Copy each of the following lines word for word.

[START Records provided]

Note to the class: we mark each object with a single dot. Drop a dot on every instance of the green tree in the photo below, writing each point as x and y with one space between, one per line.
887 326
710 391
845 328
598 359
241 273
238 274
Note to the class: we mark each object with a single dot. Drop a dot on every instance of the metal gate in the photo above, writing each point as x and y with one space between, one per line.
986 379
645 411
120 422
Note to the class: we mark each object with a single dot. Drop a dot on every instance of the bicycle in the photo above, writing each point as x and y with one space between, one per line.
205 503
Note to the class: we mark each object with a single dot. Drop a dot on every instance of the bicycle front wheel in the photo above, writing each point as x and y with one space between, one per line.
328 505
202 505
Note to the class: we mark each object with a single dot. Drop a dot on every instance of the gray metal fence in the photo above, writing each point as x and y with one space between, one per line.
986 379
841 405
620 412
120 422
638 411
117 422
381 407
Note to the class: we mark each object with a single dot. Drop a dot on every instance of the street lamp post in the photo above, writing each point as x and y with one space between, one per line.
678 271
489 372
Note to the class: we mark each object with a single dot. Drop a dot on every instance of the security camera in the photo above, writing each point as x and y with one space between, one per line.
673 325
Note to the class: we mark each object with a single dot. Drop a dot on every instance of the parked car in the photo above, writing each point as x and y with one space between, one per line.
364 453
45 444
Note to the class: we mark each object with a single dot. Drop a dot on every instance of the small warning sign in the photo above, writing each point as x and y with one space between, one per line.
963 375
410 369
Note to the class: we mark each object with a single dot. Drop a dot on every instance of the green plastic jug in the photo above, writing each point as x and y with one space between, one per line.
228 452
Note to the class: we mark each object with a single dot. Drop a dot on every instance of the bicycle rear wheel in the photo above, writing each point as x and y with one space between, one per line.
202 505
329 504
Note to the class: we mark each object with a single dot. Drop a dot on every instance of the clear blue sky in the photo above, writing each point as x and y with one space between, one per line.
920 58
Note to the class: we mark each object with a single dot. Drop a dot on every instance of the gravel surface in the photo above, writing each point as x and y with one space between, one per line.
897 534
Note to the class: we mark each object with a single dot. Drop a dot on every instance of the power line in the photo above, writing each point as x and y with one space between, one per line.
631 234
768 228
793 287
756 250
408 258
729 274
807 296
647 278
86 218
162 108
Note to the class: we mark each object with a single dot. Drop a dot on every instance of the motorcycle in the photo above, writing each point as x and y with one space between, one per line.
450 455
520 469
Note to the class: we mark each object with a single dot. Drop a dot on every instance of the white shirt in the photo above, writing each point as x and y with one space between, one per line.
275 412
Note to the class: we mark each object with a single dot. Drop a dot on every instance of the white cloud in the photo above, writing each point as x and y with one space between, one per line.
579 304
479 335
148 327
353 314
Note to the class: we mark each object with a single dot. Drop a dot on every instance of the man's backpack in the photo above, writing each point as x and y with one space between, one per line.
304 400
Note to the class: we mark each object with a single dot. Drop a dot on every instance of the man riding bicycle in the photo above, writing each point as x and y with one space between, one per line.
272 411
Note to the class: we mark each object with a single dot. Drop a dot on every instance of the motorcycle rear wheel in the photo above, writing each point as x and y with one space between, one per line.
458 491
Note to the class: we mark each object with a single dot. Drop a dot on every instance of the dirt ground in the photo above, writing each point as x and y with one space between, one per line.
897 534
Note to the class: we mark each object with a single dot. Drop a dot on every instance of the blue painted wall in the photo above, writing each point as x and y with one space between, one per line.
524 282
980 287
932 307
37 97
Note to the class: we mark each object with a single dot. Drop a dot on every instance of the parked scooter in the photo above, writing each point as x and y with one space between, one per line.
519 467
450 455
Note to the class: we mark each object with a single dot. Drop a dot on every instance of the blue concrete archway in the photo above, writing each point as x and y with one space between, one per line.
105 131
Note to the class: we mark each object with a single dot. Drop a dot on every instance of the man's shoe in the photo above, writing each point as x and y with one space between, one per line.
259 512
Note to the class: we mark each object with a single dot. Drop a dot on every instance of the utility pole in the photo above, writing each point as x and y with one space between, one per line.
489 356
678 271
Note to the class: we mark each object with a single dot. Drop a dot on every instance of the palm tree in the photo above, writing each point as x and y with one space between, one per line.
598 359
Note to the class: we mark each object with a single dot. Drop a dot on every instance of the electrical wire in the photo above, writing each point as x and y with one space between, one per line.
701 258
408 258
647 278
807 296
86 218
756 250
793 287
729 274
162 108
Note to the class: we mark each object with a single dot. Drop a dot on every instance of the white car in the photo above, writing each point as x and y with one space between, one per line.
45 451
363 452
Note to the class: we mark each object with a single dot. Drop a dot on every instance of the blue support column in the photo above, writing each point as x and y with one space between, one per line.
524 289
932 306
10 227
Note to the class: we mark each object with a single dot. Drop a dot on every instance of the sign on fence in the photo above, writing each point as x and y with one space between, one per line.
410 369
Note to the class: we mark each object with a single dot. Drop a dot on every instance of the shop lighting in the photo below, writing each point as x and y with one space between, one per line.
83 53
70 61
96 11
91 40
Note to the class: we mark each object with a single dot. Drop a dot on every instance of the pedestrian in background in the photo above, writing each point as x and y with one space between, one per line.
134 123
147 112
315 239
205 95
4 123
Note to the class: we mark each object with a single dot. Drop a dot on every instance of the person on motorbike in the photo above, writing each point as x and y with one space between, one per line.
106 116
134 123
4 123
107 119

[END Records provided]

> _Finished exercise_
Note to the class: we mark each object with a single dot. Drop a dot on every instance of the green tree in the photo below, writing each point as x and y with one space between, one per line.
887 326
710 391
845 328
598 359
241 273
238 274
Note to the class: we mark each object with a single dot. Drop a dot on every instance of the metal gate in the photo above, writing each point as x and y with one space between, one per line.
986 379
645 411
120 422
Note to the class: we mark each object with a single dot. Drop a dot on every instance of the bicycle in the photo above, writing each point as x and y with one space between, one per line.
205 503
Note to the class: we mark each object with a single dot. Drop a dot on every instance of the bicycle front wheel in the photo above, writing each point as x and y with one space between, one per line.
328 505
202 505
Note to the class: we mark each object with a single dot. Drop a dot on every instance of the gray metal fence in the photo above, writing each point as x and y with one space between, one per line.
986 379
841 405
620 412
120 422
638 411
117 422
381 407
Note to the class: we mark each object with a single dot. Drop a dot on every instance of the street lamp post in the photo above, writing each point as x and y with one space between, one per line.
678 271
489 372
Note to the class: we mark each object with a single dot. Drop a dot on every instance of the security camera in the photo above, writing each point as x and y with one space between, one per line.
673 325
Note to the class: we mark each object with a single dot. Drop a dot on every instance of the parked car in the photo above, writing each point as x and y with one space between, one per line.
364 453
45 444
Note to the class: we mark each object with a single dot. Drop a dot on every instance of the small warning sign in the photo above, writing each point as x and y with one space between, one per line.
963 375
410 369
Note to the class: we mark each object with a single dot. Drop a dot on every instance of the green plastic jug in the photo above, writing each point as x and y with one space between, one per line.
228 452
Note to the class: we mark each object with a single dot. Drop a dot on every instance of the bicycle rear wheel in the photo above, writing each point as x and y with one space between, one per line.
202 505
329 504
Note to the class: we mark each object with a single dot. Drop a dot on every instance of the clear blue sky in the photo above, writing each point as x and y with one space between, one per line.
920 58
Note to the class: we mark each object with a single dot. Drop a dot on every instance of the gravel surface in the photo above, writing each point as x and y with one space between, one per line.
897 534
Note to the class: we mark each object with a single dot. Drop a dot on every instance of the power line in the photo above, writing each point as x and y with one space between, one per line.
631 234
768 228
793 287
756 250
408 258
729 274
807 296
647 278
86 218
162 108
Note to the class: we mark each object with a single dot. Drop a dot on every instance of the motorcycle in the photo above, writing each point as x and y with one space between, one per line.
450 455
520 469
Note to the class: we mark each object with a single dot. Drop a dot on every instance of the white shirt in the photo above, writing each point as x and y with one space between, one per line.
275 412
Note to the class: we mark each object with a single dot. Drop a dot on every instance of the white cloud in the photo above, writing each point as x and y with one space between, one per line.
579 304
479 335
148 327
353 314
Note to the class: we mark each object with a single dot. Drop a dot on every instance of the man's backpack in the photo above, writing each point as x and y with one space between, one per line.
304 400
Note to the class: we mark each object with a single dot. Drop a dot on every instance of the man riding bicycle in the photo above, writing each point as x and y with one space between, one per line.
272 411
Note to the class: we mark each object with a single dot. Drop a dot on every instance of the motorcycle rear wheel in the photo above, writing each point as x and y with one space between, one per line.
458 491
Note to the class: we mark each object with a single dot. Drop a dot on every instance of the dirt ground in the photo above, writing each point as x and y with one space between, one per line.
897 534
Note to the class: we mark each object with a single dot. Drop a dot on every instance of the blue painted wall in the photo above, writing each point as x and y with one space between, one per line.
524 282
980 287
932 307
37 97
Note to the class: we mark each object with a single dot. Drop a dot on every instance of the parked scooter in the photo above, writing each point as x and y with one space between, one per line.
519 467
450 455
Note to the class: we mark each object with a single dot. Drop a dot on every instance of the blue concrete archway in the photo above, writing each point as x and y with one space between, one per line.
105 131
Note to the class: we mark each object with a single dot. Drop a dot on every instance of the man's shoe in the photo above, writing each point as x and y with one space between, one per line.
259 512
Note to the class: we mark each object with a single dot. Drop a dot on every instance of the utility pole in the photo above, writing each point as x and y with one space between, one per line.
489 356
678 271
Note to the class: we mark each object with a single dot. Drop a dot on every instance of the palm tree in the photo above, writing each point as x and y with one space between, one per line.
598 359
Note to the class: we mark each object with a single dot. Drop a dot on every instance of the electrical wire in the photo above, writing each point as x and y with one space between, one per line.
701 258
408 258
647 278
807 296
86 218
756 250
793 287
729 274
162 108
Note to the class: we mark each object with a single dot. Drop a dot on every instance of the white car in the photo above, writing each point as x and y with one space between, one per line.
45 451
363 452
Note to the class: we mark each object with a single dot. Drop a dot on every instance of the blue support column in the photo above, writing each point as x and y with one space between, one per line.
524 289
932 306
10 227
Note to the class: we mark each object with a single dot. Drop a dot on every instance of the sign on fence in the photo above, writing each point as x and y with one space between, one per line.
410 369
Note to the class: we mark each object with a single dot. Drop a dot on every instance of the shop lighting in the photo below, writing each point as x and y with one space between, one per line.
83 53
70 61
96 11
91 40
Note to the class: we mark each object with a single dot. Drop a dot on every instance of the pedestrian in background in the photo above, writing each point as x and y with one space between, one per line.
134 123
147 112
315 239
205 95
4 123
Note to the class: we mark each object with a single dot. Drop a dot on every instance of the person on motorbike in the photo above, writing each point as x and y with one space between, one per line.
106 116
134 123
4 123
107 119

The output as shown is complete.